■ Task material:
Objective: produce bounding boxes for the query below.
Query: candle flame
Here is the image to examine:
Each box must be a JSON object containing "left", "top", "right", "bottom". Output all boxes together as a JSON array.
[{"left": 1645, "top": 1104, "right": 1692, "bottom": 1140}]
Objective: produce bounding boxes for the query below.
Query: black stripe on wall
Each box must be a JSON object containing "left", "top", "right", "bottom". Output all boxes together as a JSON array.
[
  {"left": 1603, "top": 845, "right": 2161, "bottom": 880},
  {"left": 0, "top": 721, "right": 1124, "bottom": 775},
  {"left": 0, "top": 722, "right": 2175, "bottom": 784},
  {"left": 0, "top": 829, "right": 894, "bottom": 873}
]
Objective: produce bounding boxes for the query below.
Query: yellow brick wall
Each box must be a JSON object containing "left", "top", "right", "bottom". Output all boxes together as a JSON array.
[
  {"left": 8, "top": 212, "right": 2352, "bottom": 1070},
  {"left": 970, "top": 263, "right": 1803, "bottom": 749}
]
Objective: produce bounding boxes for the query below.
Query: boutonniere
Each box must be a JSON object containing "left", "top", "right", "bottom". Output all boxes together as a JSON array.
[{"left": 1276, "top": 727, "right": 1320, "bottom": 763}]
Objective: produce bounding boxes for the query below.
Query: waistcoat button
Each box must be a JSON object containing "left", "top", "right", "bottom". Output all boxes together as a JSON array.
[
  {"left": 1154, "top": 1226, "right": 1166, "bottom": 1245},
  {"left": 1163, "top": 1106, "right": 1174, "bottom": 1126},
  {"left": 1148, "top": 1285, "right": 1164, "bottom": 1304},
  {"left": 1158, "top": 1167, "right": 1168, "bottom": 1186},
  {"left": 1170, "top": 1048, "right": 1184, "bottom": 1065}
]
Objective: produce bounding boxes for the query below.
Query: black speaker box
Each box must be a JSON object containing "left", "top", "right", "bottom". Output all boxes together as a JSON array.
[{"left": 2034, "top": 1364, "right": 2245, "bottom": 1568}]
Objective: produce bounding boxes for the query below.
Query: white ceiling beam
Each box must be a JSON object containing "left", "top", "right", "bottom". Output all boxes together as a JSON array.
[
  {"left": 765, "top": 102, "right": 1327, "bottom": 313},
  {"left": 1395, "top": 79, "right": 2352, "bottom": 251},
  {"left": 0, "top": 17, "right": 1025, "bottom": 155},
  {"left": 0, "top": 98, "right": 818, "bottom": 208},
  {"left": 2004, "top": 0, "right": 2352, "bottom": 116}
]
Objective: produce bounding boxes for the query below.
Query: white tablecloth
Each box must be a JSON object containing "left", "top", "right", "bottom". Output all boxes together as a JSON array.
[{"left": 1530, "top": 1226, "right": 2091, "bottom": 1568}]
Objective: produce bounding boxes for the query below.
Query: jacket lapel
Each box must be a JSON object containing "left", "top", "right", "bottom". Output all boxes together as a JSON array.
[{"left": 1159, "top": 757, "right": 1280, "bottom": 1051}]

■ Assignment: The lines above, starting at the one with "Query: black stripe on wall" and ending at the one with "Query: white tablecloth", are the only ones to return, exactly as written.

■ Reply to the exercise:
Query: black stripe on wall
Each box must be a JSON object containing "left", "top", "right", "bottom". Output all boxes together as a JSON array.
[
  {"left": 1603, "top": 845, "right": 2161, "bottom": 880},
  {"left": 0, "top": 721, "right": 1124, "bottom": 775},
  {"left": 0, "top": 722, "right": 2175, "bottom": 784},
  {"left": 0, "top": 829, "right": 894, "bottom": 873}
]
Objective: produce bounding boxes for the query below.
Query: yellow brick wall
Each box must be a JSON object containing "left", "top", "right", "bottom". Output all boxes together as a JSON array.
[
  {"left": 8, "top": 212, "right": 2352, "bottom": 1070},
  {"left": 970, "top": 263, "right": 1803, "bottom": 749}
]
Objective: produce bounding boxes for the query below.
Query: boutonniere
Each box must be a JSON object containing "left", "top", "right", "bottom". Output all boxes together as a JSON array.
[{"left": 1276, "top": 727, "right": 1320, "bottom": 763}]
Objective: produce bounding boxes for the query below.
Query: waistcoat button
Each box must be a JSON object containing "left", "top", "right", "bottom". Output all boxes together as a JSON array.
[
  {"left": 1154, "top": 1226, "right": 1166, "bottom": 1245},
  {"left": 1163, "top": 1106, "right": 1174, "bottom": 1126},
  {"left": 1148, "top": 1285, "right": 1164, "bottom": 1304},
  {"left": 1158, "top": 1167, "right": 1168, "bottom": 1186},
  {"left": 1170, "top": 1048, "right": 1184, "bottom": 1065}
]
Objective: produce bounding boxes for the query below.
Query: black speaker box
Each box must be a JSON object containing "left", "top", "right", "bottom". Output all boxes together as a JSON array.
[{"left": 2034, "top": 1364, "right": 2245, "bottom": 1568}]
Objective: produce bounding boxes for the query below.
Query: white ceiling beam
Each box must be a JSON object containing "left", "top", "right", "bottom". Output all boxes together as a JSON array.
[
  {"left": 765, "top": 102, "right": 1327, "bottom": 313},
  {"left": 1395, "top": 79, "right": 2352, "bottom": 251},
  {"left": 0, "top": 17, "right": 1025, "bottom": 155},
  {"left": 0, "top": 98, "right": 818, "bottom": 208},
  {"left": 2004, "top": 0, "right": 2352, "bottom": 116}
]
Objective: produce bounding boxes for the query below.
Query: white tablecloth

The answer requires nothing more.